→ **Problem to solve**:
Output the entries verbatim, including every line.

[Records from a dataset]
----
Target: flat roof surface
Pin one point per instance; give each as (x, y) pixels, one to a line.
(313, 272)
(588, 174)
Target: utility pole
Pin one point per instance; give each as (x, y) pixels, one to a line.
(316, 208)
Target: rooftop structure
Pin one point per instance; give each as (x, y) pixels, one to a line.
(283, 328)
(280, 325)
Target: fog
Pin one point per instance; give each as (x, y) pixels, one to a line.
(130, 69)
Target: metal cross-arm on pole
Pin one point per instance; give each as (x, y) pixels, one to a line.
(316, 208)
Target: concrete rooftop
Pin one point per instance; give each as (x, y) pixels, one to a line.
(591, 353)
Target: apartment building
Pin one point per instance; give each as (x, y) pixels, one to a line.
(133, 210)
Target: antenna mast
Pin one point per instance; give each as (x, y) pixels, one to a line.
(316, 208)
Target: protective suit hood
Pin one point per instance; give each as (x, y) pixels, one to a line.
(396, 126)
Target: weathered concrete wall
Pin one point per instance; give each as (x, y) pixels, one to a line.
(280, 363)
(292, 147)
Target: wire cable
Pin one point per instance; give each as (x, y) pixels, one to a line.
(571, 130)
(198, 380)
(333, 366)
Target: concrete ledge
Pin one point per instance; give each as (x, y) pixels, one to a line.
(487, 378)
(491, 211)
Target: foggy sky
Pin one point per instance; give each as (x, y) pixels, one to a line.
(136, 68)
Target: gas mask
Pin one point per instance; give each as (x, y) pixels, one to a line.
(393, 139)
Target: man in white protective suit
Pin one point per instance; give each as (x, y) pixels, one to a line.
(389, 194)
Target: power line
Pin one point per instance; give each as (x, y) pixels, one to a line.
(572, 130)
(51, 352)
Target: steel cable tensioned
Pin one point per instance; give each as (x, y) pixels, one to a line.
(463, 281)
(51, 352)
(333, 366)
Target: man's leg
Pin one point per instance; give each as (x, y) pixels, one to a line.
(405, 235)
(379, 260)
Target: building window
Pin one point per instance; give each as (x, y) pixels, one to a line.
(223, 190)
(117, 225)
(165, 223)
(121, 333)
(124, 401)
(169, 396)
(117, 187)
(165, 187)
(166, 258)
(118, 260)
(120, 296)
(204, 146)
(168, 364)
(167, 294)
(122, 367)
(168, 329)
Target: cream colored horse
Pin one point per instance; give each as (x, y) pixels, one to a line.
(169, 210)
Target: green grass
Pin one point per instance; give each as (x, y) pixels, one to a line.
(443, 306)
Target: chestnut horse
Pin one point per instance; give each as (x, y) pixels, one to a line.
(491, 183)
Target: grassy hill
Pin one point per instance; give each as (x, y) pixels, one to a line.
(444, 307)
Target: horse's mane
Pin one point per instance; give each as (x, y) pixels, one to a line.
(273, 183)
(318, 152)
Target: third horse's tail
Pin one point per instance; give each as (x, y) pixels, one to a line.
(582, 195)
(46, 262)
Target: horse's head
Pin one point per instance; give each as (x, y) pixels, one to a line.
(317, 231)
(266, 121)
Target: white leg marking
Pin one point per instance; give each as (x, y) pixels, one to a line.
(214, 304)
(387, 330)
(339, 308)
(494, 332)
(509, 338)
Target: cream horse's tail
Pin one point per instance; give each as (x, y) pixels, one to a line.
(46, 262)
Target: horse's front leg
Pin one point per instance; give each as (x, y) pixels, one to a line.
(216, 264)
----
→ **Task result**:
Target: flat roof surface
Pin one point per instance; give each as (x, y) pixels, one to a line.
(313, 272)
(588, 174)
Target: utility pole
Pin one point per instance; give each as (x, y) pixels, one to a line.
(316, 208)
Target: rooftop structure
Pin one point per instance; give each as (x, y) pixels, one to a line.
(283, 328)
(280, 325)
Target: fog
Pin one point per instance; give each as (x, y) pixels, one to a line.
(130, 69)
Target: metal cross-arm on pole
Pin one point per instance; give each as (x, y) pixels, one to a line.
(316, 208)
Target: concrete rooftop
Pin one point per instance; give each as (x, y) pixels, one to a line.
(591, 353)
Target: apartment building
Pin one point per instance; give each as (x, y) pixels, one to a line.
(133, 210)
Target: antenna mast
Pin one point per instance; give each as (x, y) pixels, one to a line.
(316, 208)
Target: protective suit hood
Pin one point per instance; give each as (x, y) pixels, one to a line.
(396, 126)
Target: weathered concrete wall
Pin one point per instance; give each as (x, y) pixels, one to a line.
(280, 363)
(292, 147)
Target: wire cable
Pin one point per instance; give each as (x, y) pixels, one to a line.
(571, 130)
(198, 380)
(333, 366)
Target: concrete ledge
Pin one point per instance; give each as (x, y) pixels, one to a line.
(487, 378)
(491, 211)
Target: foggy sky
Pin one point per instance; give each as (x, y) pixels, one to a line.
(136, 68)
Target: gas mask
Pin one point per instance; give each as (x, y) pixels, one to a line.
(393, 139)
Target: man in white protective suit
Pin one point per instance; give each as (x, y) pixels, one to a line.
(389, 194)
Target: power line
Pin one point per instance; give each as (x, y) pixels, one to a line.
(572, 130)
(51, 352)
Target: steel cable tensioned
Pin one point per instance; give each as (x, y) pixels, one to a line.
(463, 281)
(51, 352)
(333, 366)
Target: man's leg
Pin one point per instance; give each as (x, y) pixels, one to a line.
(405, 235)
(379, 260)
Target: building window
Pin one point per instance; give each as (x, y) pixels, one to a line.
(223, 190)
(117, 225)
(165, 223)
(121, 333)
(124, 401)
(169, 396)
(117, 187)
(165, 187)
(166, 258)
(118, 260)
(120, 296)
(204, 146)
(168, 364)
(167, 294)
(122, 367)
(168, 329)
Target: cream colored horse
Pin one point per instance; give each as (x, y) pixels, one to a line.
(169, 210)
Target: green grass
Pin one point per instance; give each as (x, y) pixels, one to a line.
(443, 306)
Target: chestnut horse
Pin one point per instance; give each as (x, y) pixels, one to a line.
(491, 183)
Target: grassy hill
Pin one point per instance; give each as (x, y) pixels, one to a line.
(444, 307)
Target: horse's mane
Pin one point per instance; give each as (x, y) pixels, one to a line.
(273, 183)
(318, 152)
Target: third horse's tail
Pin one point per instance; give each as (x, y) pixels, one to a line.
(582, 195)
(46, 262)
Target: horse's head
Pin one point per instance; give each as (x, y) pixels, one to a line.
(317, 231)
(266, 121)
Target: white leg marking
Pin one point per instance; give each as (x, y) pixels, one to a line.
(214, 304)
(387, 330)
(339, 308)
(494, 332)
(509, 338)
Target: cream horse's tail
Pin one point per instance; give each as (x, y) pixels, one to a line.
(46, 262)
Target: horse's front leg
Pin one point per instance; give each as (x, y) pixels, one to a line.
(216, 264)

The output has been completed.